Top of Text segment
Take it easy: the story of the man who invented Valium

He was the chemist who helped soothe the world by inventing Valium, one of the most famous, and most prescribed drugs, on planet earth.
When Leo Henryk Sterbach died aged 97 15 years ago on September 26, 2005 in the United States he had come a long way from the days he spent as a student at Kraków’s Jagiellonian University where he received his master’s degree in pharmacy and a doctoral degree in organic chemistry.
Valium, just one of the 241 drugs he patented over his long career, between 1969 and 1982 was the most prescribed drug in the world, and turned Hoffman-La Roche, its producer, into a pharmaceutical giant.
Sternbach at work at the Jagiellonian University in the 1930s.
In 1978, the peak year for Valium prescriptions, the medicine generated $600 million and 2.3 billion pills went to patients. A 2004 report by the Wall Street Journal estimated that the sale of 12 of the drugs Sternbach developed generated a total of $10 billion worth of sales over four decades.
Bottom of Text segment
Task instructions: Please copy the Valium article starting with "He was the chemist" and going on through "in organic chemistry.", but swap "pharmacy" for "medicine".
Top of Supplied entries
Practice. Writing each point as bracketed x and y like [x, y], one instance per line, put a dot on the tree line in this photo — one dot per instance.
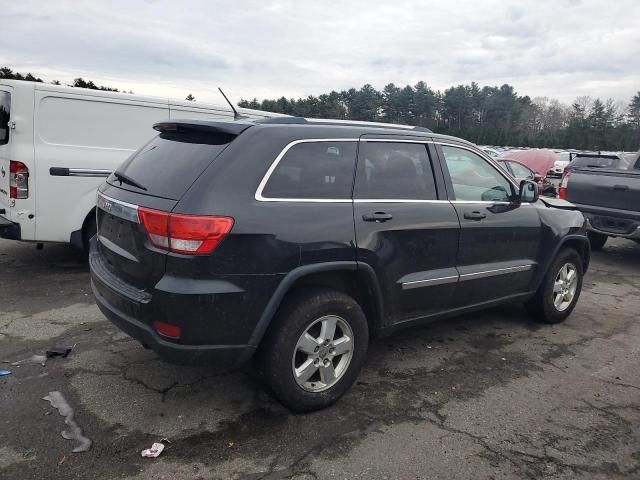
[488, 115]
[484, 115]
[6, 72]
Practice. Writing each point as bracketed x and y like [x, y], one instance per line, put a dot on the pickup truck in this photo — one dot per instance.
[606, 189]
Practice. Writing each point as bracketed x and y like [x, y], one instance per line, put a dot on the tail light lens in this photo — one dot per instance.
[187, 234]
[562, 192]
[18, 180]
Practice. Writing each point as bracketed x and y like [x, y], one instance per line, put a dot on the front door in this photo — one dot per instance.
[405, 227]
[499, 238]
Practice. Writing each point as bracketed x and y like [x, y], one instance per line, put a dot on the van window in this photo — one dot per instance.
[5, 110]
[399, 171]
[314, 170]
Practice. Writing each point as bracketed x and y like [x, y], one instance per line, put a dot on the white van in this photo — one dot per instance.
[57, 144]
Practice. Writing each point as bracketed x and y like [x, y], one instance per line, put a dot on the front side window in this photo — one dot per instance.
[314, 170]
[5, 110]
[474, 179]
[397, 171]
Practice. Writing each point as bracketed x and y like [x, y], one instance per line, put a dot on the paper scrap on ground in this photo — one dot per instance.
[74, 432]
[154, 451]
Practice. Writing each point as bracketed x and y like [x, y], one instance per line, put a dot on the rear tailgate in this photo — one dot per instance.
[617, 189]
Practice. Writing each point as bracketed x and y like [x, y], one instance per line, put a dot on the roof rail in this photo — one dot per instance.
[346, 123]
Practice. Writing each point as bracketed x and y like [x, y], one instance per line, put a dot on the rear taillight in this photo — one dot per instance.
[18, 180]
[562, 192]
[188, 234]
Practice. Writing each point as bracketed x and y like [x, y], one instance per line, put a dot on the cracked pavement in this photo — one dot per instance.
[488, 395]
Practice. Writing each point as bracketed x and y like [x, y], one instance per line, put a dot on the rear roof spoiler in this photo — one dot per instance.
[203, 126]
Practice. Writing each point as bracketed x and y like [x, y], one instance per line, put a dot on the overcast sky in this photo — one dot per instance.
[560, 49]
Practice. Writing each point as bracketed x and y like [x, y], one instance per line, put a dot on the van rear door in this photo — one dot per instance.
[5, 145]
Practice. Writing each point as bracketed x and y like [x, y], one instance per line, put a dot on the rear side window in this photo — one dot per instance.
[169, 164]
[395, 171]
[314, 170]
[5, 110]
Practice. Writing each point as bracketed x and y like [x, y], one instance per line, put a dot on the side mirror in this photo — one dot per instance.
[528, 191]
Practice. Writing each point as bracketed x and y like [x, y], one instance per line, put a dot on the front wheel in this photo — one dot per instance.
[558, 294]
[315, 349]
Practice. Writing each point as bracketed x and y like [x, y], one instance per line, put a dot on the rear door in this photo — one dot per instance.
[499, 239]
[405, 228]
[5, 145]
Bottom of Supplied entries
Answer section:
He was the chemist who helped soothe the world by inventing Valium, one of the most famous, and most prescribed drugs, on planet earth.
When Leo Henryk Sterbach died aged 97 15 years ago on September 26, 2005 in the United States he had come a long way from the days he spent as a student at Kraków’s Jagiellonian University where he received his master’s degree in medicine and a doctoral degree in organic chemistry.